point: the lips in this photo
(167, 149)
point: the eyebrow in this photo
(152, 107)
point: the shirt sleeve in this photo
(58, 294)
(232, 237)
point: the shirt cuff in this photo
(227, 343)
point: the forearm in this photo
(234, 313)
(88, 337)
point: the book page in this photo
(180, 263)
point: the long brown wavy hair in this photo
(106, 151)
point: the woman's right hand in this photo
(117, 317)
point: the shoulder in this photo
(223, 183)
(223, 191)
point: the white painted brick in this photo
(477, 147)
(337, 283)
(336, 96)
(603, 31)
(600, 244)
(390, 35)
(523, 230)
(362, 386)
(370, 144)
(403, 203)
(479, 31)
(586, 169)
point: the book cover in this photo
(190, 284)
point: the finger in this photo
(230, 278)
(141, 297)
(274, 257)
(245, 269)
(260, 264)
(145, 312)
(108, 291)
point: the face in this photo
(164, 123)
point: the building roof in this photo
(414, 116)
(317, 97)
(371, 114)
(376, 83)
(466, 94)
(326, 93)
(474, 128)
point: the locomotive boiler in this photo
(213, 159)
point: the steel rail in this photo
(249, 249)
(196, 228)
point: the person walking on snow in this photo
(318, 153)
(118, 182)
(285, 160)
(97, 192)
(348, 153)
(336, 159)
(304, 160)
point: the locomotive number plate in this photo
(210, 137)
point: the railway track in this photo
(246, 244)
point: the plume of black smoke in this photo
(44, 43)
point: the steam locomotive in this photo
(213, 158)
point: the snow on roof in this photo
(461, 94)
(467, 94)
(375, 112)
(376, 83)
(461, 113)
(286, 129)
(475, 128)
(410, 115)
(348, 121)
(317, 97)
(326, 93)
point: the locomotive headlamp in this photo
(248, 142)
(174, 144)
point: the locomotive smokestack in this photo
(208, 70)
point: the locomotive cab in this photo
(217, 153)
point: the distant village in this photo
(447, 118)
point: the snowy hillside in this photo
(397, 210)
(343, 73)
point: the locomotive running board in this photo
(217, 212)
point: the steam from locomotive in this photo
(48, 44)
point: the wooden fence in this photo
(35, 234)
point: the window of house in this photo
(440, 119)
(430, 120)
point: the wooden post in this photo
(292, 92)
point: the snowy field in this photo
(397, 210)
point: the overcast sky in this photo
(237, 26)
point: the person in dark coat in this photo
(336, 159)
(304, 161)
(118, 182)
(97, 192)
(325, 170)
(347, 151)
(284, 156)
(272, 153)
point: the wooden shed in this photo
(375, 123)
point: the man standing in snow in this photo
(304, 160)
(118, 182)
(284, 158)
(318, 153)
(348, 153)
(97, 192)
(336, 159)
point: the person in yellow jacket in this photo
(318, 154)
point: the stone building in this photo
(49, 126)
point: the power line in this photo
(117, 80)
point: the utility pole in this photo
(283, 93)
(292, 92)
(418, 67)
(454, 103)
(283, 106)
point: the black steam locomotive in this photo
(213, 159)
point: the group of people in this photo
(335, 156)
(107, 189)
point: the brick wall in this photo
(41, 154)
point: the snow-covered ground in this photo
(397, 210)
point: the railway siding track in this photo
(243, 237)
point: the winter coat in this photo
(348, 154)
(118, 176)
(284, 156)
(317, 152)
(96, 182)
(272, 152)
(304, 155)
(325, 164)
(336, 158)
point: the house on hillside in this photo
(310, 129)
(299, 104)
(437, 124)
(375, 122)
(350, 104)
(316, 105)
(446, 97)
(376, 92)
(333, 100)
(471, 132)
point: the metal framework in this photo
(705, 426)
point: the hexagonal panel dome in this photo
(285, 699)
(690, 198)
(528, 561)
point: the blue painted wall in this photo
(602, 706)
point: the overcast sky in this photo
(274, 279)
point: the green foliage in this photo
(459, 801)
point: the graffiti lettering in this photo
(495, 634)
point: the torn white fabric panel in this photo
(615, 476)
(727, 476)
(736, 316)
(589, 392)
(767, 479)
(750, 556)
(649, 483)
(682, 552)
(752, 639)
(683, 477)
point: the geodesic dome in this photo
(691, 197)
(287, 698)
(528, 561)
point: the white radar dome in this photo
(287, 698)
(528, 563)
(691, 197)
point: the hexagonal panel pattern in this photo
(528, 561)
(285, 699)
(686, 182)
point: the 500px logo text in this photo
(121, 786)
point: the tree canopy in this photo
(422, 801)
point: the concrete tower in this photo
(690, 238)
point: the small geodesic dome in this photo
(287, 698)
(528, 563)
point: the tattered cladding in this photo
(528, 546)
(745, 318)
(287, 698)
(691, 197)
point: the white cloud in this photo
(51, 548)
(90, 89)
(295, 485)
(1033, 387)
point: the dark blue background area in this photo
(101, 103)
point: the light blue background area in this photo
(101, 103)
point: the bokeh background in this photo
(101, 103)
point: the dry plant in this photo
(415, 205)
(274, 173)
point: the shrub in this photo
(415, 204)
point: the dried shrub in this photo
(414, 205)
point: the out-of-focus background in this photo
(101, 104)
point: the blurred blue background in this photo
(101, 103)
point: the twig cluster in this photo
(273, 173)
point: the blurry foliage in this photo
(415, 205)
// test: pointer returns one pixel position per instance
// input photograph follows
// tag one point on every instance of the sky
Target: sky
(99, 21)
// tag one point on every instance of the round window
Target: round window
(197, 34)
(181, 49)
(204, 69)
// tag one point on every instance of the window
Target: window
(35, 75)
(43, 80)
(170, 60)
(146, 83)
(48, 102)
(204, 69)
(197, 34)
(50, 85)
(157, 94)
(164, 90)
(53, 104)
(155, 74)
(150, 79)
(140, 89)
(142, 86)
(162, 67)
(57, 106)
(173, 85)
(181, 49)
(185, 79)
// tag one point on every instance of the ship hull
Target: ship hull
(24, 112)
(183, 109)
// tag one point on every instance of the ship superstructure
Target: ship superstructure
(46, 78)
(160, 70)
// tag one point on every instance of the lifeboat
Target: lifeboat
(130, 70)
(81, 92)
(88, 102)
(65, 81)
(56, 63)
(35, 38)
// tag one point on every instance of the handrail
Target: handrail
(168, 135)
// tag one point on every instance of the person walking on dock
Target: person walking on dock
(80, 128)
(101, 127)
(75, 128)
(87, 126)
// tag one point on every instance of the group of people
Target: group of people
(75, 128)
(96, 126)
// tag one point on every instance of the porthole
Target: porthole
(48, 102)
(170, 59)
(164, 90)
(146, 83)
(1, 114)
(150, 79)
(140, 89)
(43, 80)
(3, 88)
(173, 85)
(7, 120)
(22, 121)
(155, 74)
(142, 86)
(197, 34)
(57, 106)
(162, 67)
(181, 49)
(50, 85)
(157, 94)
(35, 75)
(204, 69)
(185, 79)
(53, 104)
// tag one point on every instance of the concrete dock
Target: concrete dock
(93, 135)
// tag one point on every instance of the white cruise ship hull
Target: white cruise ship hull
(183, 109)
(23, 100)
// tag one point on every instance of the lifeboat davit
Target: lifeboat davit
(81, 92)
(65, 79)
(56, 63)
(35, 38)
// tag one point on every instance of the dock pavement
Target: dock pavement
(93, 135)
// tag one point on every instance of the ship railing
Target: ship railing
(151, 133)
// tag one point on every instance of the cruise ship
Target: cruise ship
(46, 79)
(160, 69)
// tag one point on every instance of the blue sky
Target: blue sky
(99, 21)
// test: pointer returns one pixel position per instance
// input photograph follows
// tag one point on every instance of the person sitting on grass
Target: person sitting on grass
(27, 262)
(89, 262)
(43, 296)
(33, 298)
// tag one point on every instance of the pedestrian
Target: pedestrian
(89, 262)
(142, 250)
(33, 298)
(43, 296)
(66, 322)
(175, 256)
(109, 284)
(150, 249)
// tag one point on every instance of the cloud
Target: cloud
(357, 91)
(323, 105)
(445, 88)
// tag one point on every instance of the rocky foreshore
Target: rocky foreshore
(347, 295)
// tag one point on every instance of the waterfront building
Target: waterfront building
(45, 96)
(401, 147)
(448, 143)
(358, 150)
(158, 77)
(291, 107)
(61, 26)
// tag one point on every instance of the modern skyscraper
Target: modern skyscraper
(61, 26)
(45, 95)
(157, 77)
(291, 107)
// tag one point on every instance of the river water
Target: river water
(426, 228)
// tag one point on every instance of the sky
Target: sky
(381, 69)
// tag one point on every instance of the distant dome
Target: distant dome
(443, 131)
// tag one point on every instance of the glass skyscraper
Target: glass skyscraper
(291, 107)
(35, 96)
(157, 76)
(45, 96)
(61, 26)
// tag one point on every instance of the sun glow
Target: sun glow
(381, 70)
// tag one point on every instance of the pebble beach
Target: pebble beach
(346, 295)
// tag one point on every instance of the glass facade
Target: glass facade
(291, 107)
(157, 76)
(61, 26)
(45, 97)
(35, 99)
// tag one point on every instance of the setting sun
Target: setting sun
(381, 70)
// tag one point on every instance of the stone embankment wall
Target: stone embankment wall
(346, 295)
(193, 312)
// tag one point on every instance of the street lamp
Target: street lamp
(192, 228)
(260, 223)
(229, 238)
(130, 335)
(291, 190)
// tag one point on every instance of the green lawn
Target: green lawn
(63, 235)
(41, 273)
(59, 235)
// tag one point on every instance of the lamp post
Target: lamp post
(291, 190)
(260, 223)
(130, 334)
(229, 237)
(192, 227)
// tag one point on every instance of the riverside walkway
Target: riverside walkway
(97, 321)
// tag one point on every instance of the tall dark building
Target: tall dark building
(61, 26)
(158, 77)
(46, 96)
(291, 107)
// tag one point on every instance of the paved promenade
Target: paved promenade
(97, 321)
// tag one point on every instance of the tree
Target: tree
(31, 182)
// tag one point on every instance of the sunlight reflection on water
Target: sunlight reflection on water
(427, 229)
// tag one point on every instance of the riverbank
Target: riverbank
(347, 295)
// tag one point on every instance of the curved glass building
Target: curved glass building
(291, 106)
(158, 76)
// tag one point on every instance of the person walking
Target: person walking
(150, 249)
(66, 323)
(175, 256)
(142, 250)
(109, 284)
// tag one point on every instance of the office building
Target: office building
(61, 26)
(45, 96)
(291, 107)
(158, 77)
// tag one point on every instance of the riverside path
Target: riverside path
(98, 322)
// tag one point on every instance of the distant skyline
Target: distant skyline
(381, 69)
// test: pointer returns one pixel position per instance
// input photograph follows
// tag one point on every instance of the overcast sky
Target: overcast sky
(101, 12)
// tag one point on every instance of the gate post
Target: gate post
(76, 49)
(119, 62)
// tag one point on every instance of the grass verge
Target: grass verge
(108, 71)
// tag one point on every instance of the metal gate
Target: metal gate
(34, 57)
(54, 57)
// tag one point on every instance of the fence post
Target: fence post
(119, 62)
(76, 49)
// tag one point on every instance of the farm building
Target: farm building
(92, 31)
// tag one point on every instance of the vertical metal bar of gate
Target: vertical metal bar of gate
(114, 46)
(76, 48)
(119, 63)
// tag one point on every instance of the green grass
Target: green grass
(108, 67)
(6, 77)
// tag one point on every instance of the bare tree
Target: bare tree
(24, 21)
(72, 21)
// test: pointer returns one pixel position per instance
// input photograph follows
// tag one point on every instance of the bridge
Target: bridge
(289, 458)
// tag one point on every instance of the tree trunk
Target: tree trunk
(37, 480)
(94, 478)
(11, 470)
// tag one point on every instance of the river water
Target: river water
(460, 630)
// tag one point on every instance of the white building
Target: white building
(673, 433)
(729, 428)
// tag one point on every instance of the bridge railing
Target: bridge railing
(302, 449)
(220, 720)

+ + + + + + +

### What to produce:
Going down the listing above, begin printing at the line with "Target: curved glass building" and finish with the line with "the white building", exactly as they appear.

### Result of the exercise:
Target: curved glass building
(291, 106)
(158, 76)
// tag one point on every instance of the person walking
Target: person walking
(150, 249)
(66, 323)
(175, 256)
(142, 250)
(109, 284)
// tag one point on every instance of the office building
Target: office building
(61, 26)
(45, 96)
(291, 107)
(158, 77)
// tag one point on every instance of the riverside path
Target: riverside path
(98, 322)
// tag one point on every instance of the distant skyline
Target: distant skyline
(381, 69)
// test: pointer returns one pixel position per instance
// input photograph follows
// tag one point on every instance of the overcast sky
Target: overcast sky
(101, 12)
// tag one point on every instance of the gate post
Target: gate post
(76, 49)
(119, 62)
// tag one point on every instance of the grass verge
Target: grass verge
(108, 71)
// tag one point on every instance of the metal gate
Target: metal gate
(34, 57)
(54, 57)
// tag one point on every instance of the fence post
Target: fence post
(119, 62)
(76, 49)
// tag one point on every instance of the farm building
Target: farm building
(92, 31)
// tag one point on every instance of the vertical metal bar of gate
Target: vertical metal bar of gate
(114, 46)
(76, 48)
(119, 63)
// tag one point on every instance of the green grass
Target: green grass
(108, 67)
(6, 77)
// tag one point on every instance of the bare tree
Target: bare tree
(24, 21)
(72, 21)
// test: pointer returns one pixel position per instance
// input photograph follows
// tag one point on every instance of the bridge
Target: bridge
(289, 458)
// tag one point on every instance of the tree trunk
Target: tree trunk
(37, 480)
(94, 478)
(11, 470)
// tag one point on every instance of the river water
Target: river water
(460, 630)
// tag one point on every instance of the white building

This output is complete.